- [What you are asked to do]
From first line to last, output the records below exactly.

- [Data for processing]

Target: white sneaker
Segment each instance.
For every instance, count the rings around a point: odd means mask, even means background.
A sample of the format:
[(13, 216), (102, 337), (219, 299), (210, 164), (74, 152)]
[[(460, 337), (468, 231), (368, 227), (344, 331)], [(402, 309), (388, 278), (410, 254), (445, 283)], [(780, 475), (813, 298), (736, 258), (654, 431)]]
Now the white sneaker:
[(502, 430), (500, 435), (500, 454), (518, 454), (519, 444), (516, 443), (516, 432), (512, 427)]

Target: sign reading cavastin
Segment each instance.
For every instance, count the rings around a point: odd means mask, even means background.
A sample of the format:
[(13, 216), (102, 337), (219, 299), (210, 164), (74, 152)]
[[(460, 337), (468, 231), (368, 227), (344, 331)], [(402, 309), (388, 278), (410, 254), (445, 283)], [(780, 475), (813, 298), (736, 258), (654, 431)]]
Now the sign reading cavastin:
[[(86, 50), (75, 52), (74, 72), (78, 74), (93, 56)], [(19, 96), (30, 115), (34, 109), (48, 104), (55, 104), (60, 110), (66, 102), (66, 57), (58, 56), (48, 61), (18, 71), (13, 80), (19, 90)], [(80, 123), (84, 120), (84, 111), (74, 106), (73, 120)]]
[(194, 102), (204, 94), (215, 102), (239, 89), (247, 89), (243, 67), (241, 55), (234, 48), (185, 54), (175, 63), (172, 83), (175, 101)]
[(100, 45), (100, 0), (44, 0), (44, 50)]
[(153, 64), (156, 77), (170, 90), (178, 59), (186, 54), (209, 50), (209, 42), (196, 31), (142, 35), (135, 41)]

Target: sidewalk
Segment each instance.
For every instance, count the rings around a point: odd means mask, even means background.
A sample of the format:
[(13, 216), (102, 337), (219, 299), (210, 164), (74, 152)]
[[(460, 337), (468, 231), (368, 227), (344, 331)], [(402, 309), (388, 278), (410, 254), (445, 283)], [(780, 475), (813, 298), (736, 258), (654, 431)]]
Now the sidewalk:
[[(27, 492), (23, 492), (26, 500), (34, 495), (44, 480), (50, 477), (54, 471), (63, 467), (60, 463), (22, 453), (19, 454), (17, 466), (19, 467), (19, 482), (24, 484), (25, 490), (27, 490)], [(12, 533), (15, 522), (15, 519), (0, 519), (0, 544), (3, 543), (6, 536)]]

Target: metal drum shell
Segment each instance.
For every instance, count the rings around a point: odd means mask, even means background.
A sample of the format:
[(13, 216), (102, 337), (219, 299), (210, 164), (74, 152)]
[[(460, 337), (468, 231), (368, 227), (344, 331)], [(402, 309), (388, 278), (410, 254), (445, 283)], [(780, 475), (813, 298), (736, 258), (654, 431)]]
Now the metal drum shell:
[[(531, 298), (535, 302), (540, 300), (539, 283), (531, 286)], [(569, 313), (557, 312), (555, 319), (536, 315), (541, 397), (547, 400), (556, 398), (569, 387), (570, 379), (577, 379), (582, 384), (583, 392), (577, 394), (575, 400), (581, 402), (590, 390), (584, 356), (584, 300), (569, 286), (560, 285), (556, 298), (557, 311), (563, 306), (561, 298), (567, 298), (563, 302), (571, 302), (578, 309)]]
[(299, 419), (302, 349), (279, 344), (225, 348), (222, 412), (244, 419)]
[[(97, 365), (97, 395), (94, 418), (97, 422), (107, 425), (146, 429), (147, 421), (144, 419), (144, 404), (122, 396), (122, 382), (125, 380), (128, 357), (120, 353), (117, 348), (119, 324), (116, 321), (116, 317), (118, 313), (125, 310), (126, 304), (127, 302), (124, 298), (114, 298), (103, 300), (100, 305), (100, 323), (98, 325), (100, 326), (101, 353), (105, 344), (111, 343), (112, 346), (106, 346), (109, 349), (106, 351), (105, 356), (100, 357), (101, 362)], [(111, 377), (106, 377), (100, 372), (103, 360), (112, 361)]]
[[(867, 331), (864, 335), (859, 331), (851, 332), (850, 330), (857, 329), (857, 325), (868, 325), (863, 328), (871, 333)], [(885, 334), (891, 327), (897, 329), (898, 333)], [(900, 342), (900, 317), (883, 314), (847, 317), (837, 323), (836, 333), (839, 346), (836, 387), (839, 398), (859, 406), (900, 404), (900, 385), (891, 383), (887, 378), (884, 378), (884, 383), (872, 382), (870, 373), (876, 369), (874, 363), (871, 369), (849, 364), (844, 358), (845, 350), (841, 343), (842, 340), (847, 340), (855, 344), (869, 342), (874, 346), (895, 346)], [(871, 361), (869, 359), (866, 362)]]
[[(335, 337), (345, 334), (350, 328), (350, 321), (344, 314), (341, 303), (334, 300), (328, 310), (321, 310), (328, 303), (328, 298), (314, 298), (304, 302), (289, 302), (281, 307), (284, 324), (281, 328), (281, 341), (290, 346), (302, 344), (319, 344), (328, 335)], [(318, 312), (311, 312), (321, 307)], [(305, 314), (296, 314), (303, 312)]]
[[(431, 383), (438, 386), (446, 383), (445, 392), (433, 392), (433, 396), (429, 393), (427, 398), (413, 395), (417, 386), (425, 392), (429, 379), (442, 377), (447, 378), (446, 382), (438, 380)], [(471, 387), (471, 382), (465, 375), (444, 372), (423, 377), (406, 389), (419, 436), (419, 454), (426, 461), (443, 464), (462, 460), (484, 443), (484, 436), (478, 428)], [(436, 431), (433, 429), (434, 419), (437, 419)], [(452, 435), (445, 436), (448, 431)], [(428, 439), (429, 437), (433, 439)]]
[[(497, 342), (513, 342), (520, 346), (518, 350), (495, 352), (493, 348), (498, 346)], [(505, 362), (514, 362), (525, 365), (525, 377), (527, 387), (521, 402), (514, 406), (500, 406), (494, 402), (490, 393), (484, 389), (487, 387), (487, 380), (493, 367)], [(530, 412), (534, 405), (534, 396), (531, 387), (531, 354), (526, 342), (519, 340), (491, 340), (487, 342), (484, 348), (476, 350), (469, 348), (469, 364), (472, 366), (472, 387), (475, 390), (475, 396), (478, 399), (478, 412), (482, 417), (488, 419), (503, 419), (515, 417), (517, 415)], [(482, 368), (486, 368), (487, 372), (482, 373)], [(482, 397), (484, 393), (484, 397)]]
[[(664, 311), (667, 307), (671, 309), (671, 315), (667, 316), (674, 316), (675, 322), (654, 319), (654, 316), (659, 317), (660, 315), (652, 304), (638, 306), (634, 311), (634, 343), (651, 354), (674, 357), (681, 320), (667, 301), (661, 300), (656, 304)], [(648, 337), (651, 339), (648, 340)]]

- [Result of this task]
Target: white sneaker
Segment each instance.
For every instance, count the rings around a point: odd means mask, even means background.
A sample of the format:
[(13, 216), (102, 337), (219, 299), (210, 164), (74, 152)]
[[(460, 337), (468, 231), (368, 227), (344, 331)], [(402, 309), (388, 278), (410, 254), (445, 283)], [(780, 475), (813, 298), (736, 258), (654, 431)]]
Now the white sneaker:
[(502, 430), (500, 435), (500, 454), (518, 454), (519, 444), (516, 443), (516, 432), (512, 427)]

Target: sign reading cavastin
Segment each instance.
For every instance, count the rings around a point: odd means mask, even means background.
A sample of the format:
[(13, 216), (102, 337), (219, 299), (210, 164), (74, 152)]
[[(460, 337), (468, 231), (368, 227), (344, 331)], [(402, 309), (388, 278), (410, 254), (445, 283)], [(780, 475), (813, 298), (736, 258), (654, 431)]]
Now the sign reading cavastin:
[[(86, 50), (75, 52), (74, 72), (78, 74), (93, 56)], [(19, 96), (30, 115), (34, 109), (48, 104), (55, 104), (60, 110), (66, 102), (66, 57), (58, 56), (48, 61), (18, 71), (13, 80), (19, 90)], [(80, 123), (84, 120), (84, 111), (74, 106), (73, 120)]]
[(194, 102), (204, 94), (215, 102), (239, 89), (247, 89), (243, 67), (241, 55), (234, 48), (185, 54), (175, 63), (172, 83), (175, 101)]
[(100, 45), (100, 0), (44, 0), (44, 50)]
[(153, 64), (156, 77), (170, 90), (178, 59), (186, 54), (209, 50), (209, 42), (196, 31), (142, 35), (135, 41)]

Target: sidewalk
Segment each instance.
For every instance, count the rings around a point: odd means mask, even means background.
A sample of the format:
[(13, 216), (102, 337), (219, 299), (210, 164), (74, 152)]
[[(460, 337), (468, 231), (368, 227), (344, 331)], [(402, 309), (388, 278), (410, 254), (445, 283)], [(780, 475), (813, 298), (736, 258), (654, 431)]]
Now the sidewalk:
[[(27, 492), (23, 492), (26, 500), (34, 495), (44, 480), (50, 477), (54, 471), (63, 467), (60, 463), (22, 453), (19, 454), (17, 466), (19, 467), (19, 482), (24, 484), (25, 490), (27, 490)], [(12, 533), (15, 522), (15, 519), (0, 519), (0, 544), (3, 543), (6, 536)]]

Target: metal drum shell
Segment each instance.
For every instance, count the rings around a point: odd means mask, even means background.
A sample of the format:
[(13, 216), (102, 337), (219, 299), (210, 164), (74, 152)]
[[(460, 337), (468, 231), (368, 227), (344, 331)], [(402, 309), (388, 278), (410, 254), (445, 283)], [(780, 475), (813, 298), (736, 258), (654, 431)]]
Now the metal drum shell:
[[(531, 298), (535, 302), (540, 300), (539, 283), (531, 286)], [(569, 313), (557, 312), (555, 319), (536, 315), (541, 397), (547, 400), (556, 398), (569, 387), (570, 379), (577, 379), (582, 384), (583, 392), (577, 394), (575, 400), (581, 402), (590, 390), (584, 356), (584, 300), (569, 286), (560, 285), (556, 298), (557, 311), (563, 306), (561, 298), (567, 298), (563, 302), (571, 302), (578, 309)]]
[(299, 419), (302, 349), (279, 344), (225, 348), (222, 412), (244, 419)]
[[(97, 365), (97, 395), (94, 418), (97, 422), (107, 425), (146, 429), (147, 421), (144, 419), (144, 404), (122, 396), (122, 382), (125, 380), (128, 357), (120, 353), (117, 348), (119, 324), (116, 321), (116, 317), (118, 313), (125, 310), (126, 304), (127, 302), (124, 298), (114, 298), (103, 300), (100, 305), (100, 323), (98, 325), (100, 326), (101, 353), (105, 344), (111, 343), (112, 346), (106, 346), (109, 349), (106, 351), (105, 356), (100, 357), (101, 362)], [(111, 377), (106, 377), (100, 372), (103, 360), (112, 361)]]
[[(867, 331), (864, 335), (859, 331), (851, 332), (850, 330), (857, 329), (857, 325), (868, 325), (863, 328), (871, 333)], [(885, 334), (891, 327), (897, 329), (898, 333)], [(900, 342), (900, 317), (883, 314), (847, 317), (837, 323), (836, 333), (839, 346), (836, 387), (839, 398), (859, 406), (900, 404), (900, 385), (891, 383), (887, 378), (884, 378), (884, 383), (872, 382), (870, 373), (876, 369), (874, 363), (871, 369), (849, 364), (844, 358), (845, 350), (841, 343), (842, 340), (847, 340), (855, 344), (869, 342), (874, 346), (895, 346)], [(871, 361), (869, 359), (866, 362)]]
[[(335, 337), (345, 334), (350, 328), (350, 321), (344, 314), (341, 303), (334, 300), (328, 310), (321, 310), (328, 303), (328, 298), (314, 298), (304, 302), (289, 302), (281, 307), (284, 324), (281, 328), (281, 341), (290, 346), (302, 344), (319, 344), (328, 335)], [(318, 312), (311, 312), (321, 307)], [(305, 314), (296, 314), (303, 312)]]
[[(431, 383), (438, 386), (446, 383), (445, 392), (433, 392), (433, 396), (429, 393), (427, 398), (413, 395), (417, 386), (425, 392), (429, 379), (442, 377), (447, 378), (446, 382), (438, 380)], [(471, 387), (471, 382), (465, 375), (444, 372), (423, 377), (406, 389), (419, 436), (419, 454), (426, 461), (443, 464), (462, 460), (484, 443), (484, 436), (478, 428)], [(436, 431), (433, 429), (434, 419), (437, 419)], [(452, 435), (445, 436), (448, 431)], [(428, 439), (429, 437), (433, 439)]]
[[(497, 342), (513, 342), (520, 346), (518, 350), (495, 352), (493, 348), (498, 346)], [(505, 362), (514, 362), (525, 365), (525, 377), (527, 387), (521, 402), (514, 406), (500, 406), (494, 402), (490, 393), (484, 389), (487, 387), (487, 380), (493, 367)], [(530, 412), (534, 405), (534, 396), (531, 387), (531, 354), (526, 342), (519, 340), (491, 340), (487, 342), (484, 348), (476, 350), (469, 348), (469, 364), (472, 366), (472, 387), (475, 390), (475, 396), (478, 399), (478, 412), (482, 417), (488, 419), (503, 419), (515, 417), (517, 415)], [(482, 368), (486, 368), (487, 372), (482, 373)], [(482, 397), (484, 393), (484, 397)]]
[[(664, 311), (667, 307), (671, 309), (671, 315), (667, 316), (674, 316), (675, 322), (654, 319), (654, 316), (659, 317), (660, 315), (652, 304), (638, 306), (634, 311), (634, 343), (651, 354), (674, 357), (681, 320), (667, 301), (661, 300), (656, 304)], [(648, 337), (651, 339), (648, 340)]]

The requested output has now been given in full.